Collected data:
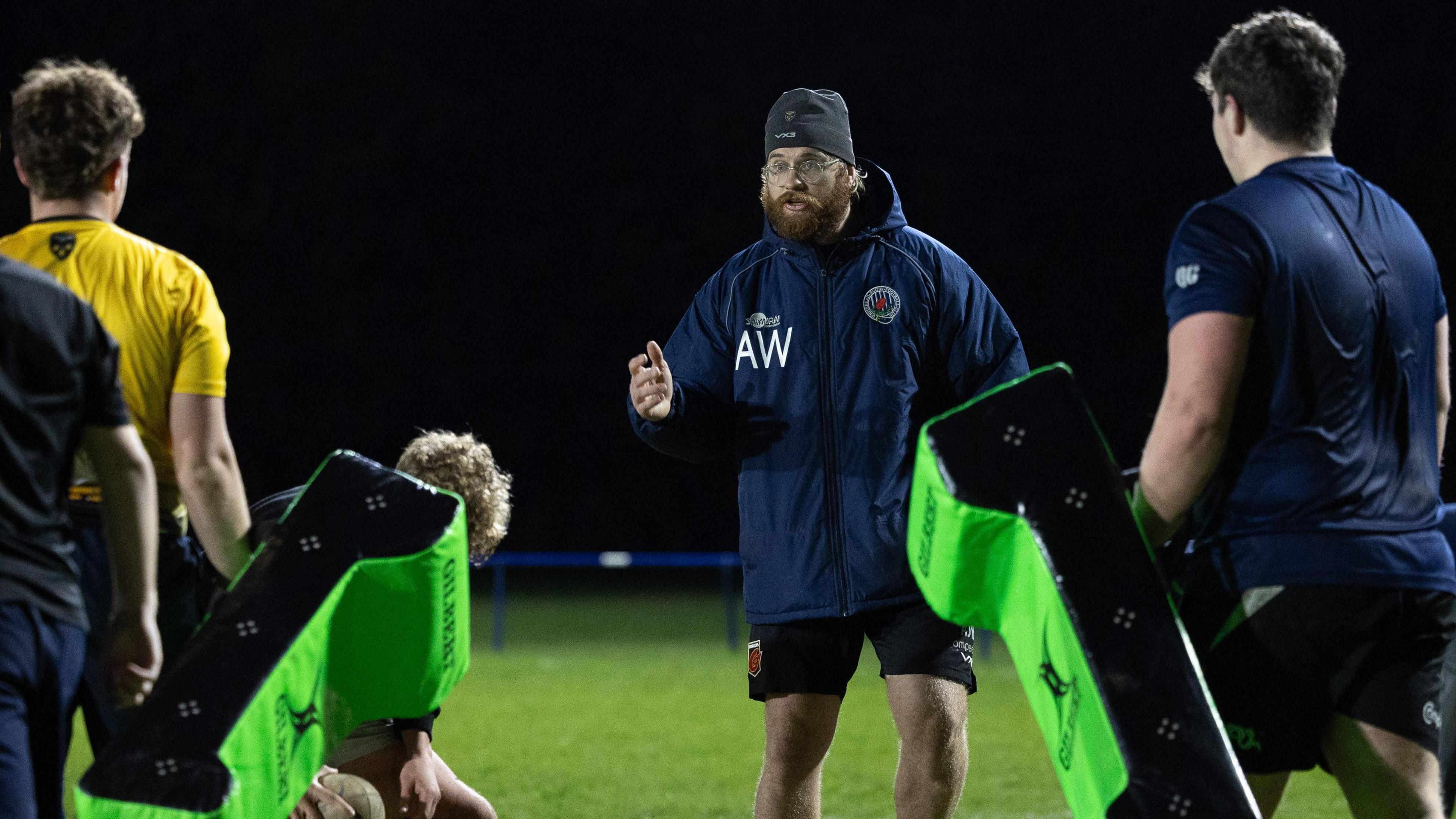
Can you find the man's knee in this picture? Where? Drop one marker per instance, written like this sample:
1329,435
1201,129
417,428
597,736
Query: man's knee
929,713
799,729
1382,774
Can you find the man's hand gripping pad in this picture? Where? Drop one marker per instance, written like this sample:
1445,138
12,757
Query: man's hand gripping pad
1020,524
356,610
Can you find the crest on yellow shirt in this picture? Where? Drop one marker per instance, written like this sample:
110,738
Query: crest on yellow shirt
63,244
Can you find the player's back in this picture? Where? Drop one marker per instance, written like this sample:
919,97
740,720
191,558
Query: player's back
156,303
1352,299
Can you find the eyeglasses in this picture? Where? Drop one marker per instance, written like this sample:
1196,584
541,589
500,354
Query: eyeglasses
811,173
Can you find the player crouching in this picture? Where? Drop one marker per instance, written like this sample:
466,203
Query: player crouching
395,755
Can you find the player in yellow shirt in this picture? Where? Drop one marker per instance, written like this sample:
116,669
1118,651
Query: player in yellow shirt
73,126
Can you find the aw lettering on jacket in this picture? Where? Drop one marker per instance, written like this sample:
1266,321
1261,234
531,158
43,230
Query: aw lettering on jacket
768,350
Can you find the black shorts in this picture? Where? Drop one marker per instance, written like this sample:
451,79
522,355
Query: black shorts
1308,653
819,656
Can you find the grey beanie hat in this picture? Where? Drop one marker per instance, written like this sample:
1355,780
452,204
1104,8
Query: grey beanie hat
810,119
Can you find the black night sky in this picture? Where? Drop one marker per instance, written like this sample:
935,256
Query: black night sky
469,216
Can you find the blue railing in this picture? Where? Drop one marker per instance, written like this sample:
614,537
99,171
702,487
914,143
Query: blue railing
726,563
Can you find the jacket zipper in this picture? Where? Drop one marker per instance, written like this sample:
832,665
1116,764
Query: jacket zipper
832,500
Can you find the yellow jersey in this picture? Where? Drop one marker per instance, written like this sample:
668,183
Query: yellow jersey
161,310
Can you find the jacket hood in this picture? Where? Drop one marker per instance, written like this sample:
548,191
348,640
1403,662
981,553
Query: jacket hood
880,209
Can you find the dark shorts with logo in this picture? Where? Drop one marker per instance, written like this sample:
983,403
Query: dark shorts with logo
819,656
1312,652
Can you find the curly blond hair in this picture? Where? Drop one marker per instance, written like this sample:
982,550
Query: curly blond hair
466,467
71,121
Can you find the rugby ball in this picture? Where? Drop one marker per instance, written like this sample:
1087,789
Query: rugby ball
357,792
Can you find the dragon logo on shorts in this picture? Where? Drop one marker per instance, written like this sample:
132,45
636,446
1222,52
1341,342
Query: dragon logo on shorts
1068,696
63,244
882,303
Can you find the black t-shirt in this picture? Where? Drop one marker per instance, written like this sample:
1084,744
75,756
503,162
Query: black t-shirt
57,375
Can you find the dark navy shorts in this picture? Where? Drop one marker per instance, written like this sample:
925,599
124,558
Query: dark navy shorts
1283,661
819,656
40,668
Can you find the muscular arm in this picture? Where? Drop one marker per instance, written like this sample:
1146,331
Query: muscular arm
210,481
1206,358
1443,384
129,511
129,490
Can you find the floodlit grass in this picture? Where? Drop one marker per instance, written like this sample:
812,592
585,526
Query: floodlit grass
628,704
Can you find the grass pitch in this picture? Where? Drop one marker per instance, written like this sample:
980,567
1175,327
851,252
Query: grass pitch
622,701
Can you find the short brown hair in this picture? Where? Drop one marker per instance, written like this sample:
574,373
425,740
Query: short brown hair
466,467
1285,72
71,121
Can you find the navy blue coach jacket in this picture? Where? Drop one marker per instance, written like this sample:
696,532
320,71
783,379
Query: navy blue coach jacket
817,375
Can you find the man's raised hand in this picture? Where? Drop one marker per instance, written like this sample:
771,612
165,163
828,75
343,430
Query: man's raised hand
651,387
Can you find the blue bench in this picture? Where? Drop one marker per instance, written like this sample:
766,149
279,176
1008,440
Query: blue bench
726,563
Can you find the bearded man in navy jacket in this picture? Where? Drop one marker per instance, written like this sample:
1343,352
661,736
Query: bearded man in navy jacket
813,358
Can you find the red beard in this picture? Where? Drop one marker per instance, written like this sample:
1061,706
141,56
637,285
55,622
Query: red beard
816,223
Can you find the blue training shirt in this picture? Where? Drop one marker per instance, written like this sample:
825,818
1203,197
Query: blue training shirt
1331,474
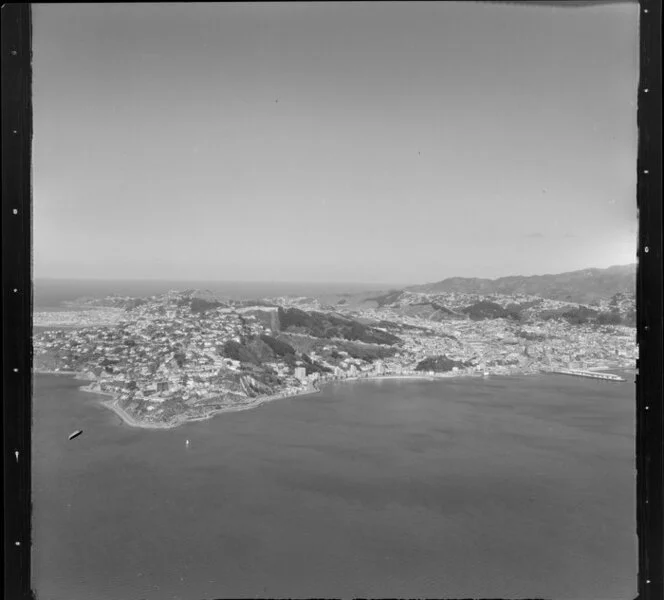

TASK ITEM: Lines from the one containing "Can you find the bearded" through the final line of the entries above are to be retyped exactly, with every picture left out.

RESPONSE AREA:
Can you find the bearded man in navy jacket in this picture? Where? Drop one marker per instance, written like this sample:
1343,352
661,736
Query: bearded man in navy jacket
813,358
Can you find the red beard in this picture? Where? Drop one marker per instance, written like this sample:
1061,706
141,56
637,285
55,622
Query: red beard
816,223
Can you find the blue training shirt in this picture? Where? Drop one marker per instance, written like this sample:
825,818
1203,197
Query: blue training shirt
1331,474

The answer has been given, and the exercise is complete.